(Entries on locating named things)
----------

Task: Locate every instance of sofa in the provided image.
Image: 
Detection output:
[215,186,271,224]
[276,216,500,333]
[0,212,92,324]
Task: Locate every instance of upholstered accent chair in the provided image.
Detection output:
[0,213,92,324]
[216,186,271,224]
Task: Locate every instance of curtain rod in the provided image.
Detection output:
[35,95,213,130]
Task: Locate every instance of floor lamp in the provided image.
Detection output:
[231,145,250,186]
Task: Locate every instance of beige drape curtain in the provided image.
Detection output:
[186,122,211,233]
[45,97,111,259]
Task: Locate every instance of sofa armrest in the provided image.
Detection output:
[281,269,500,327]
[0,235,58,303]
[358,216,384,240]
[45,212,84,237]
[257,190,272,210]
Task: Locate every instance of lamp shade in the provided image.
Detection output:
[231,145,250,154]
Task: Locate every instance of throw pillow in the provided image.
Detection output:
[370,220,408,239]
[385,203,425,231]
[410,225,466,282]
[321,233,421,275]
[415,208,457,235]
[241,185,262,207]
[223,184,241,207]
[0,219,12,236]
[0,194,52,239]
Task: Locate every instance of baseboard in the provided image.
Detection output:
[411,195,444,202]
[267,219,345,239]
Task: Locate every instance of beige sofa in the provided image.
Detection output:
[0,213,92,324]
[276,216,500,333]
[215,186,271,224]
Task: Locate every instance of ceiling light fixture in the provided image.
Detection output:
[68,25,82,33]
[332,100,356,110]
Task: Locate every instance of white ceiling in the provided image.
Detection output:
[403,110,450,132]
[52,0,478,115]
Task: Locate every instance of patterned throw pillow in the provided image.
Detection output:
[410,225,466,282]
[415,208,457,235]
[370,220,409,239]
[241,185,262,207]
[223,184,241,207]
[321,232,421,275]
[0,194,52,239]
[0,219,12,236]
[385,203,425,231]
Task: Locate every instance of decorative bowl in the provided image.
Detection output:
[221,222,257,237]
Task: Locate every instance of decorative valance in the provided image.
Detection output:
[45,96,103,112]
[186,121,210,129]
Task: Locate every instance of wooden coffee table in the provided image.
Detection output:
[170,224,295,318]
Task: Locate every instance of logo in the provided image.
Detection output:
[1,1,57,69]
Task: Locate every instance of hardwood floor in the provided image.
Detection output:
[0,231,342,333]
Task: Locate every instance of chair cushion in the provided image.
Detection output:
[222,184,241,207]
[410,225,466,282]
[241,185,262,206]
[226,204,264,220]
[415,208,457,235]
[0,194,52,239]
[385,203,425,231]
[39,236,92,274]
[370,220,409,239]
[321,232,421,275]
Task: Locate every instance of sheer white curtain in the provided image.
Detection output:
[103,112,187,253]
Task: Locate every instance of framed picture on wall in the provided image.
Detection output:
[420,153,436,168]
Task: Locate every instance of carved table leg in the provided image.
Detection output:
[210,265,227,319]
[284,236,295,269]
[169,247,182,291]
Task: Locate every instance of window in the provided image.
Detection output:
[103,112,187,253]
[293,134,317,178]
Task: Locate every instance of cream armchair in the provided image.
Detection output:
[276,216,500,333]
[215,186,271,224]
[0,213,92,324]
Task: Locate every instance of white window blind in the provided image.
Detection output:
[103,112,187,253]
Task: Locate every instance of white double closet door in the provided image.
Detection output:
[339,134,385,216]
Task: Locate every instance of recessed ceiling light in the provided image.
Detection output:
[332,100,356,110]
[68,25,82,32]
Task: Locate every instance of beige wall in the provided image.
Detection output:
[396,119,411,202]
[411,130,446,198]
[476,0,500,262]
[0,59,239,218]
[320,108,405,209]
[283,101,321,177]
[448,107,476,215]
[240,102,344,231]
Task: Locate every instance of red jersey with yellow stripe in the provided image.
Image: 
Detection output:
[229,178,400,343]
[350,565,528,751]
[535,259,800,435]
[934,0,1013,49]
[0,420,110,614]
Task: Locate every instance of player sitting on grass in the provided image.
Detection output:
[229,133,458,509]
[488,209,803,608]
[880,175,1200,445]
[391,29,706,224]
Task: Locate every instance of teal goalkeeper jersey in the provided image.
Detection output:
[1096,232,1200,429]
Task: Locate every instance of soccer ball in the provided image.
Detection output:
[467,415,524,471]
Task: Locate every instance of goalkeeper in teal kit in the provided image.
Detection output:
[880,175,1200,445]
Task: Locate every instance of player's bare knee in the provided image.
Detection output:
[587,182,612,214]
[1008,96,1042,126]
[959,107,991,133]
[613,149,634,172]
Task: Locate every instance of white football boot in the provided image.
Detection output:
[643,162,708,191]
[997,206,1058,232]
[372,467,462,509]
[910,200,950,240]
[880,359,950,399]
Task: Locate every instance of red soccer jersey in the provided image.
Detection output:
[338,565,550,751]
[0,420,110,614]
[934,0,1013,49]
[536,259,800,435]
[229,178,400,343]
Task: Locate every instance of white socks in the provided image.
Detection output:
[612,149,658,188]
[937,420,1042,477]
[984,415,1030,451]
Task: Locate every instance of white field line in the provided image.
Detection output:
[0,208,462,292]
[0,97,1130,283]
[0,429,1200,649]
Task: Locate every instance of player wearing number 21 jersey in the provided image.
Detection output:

----------

### Request
Starting from the top of the records and stopping after the line that contains "[45,97,111,259]", write out every line again with each bracketed coordinate raised by 6. Leave all other text unchanged.

### Task answer
Task: Locate every instance of sofa in the provided image.
Image: 
Detection output:
[221,192,277,230]
[282,222,506,339]
[6,218,98,330]
Task: Locate every instance of upholstered accent chair in the provided image.
Detection output:
[6,219,98,330]
[222,192,277,230]
Task: Locate every instance of curtain rod in the provided image.
Detection output:
[41,101,219,136]
Task: Locate every instance of floor lamp in the provided image.
Detection output:
[237,151,256,192]
Task: Locate every instance of beige drape curtain in the provided image.
Detection output:
[192,128,217,239]
[51,103,117,265]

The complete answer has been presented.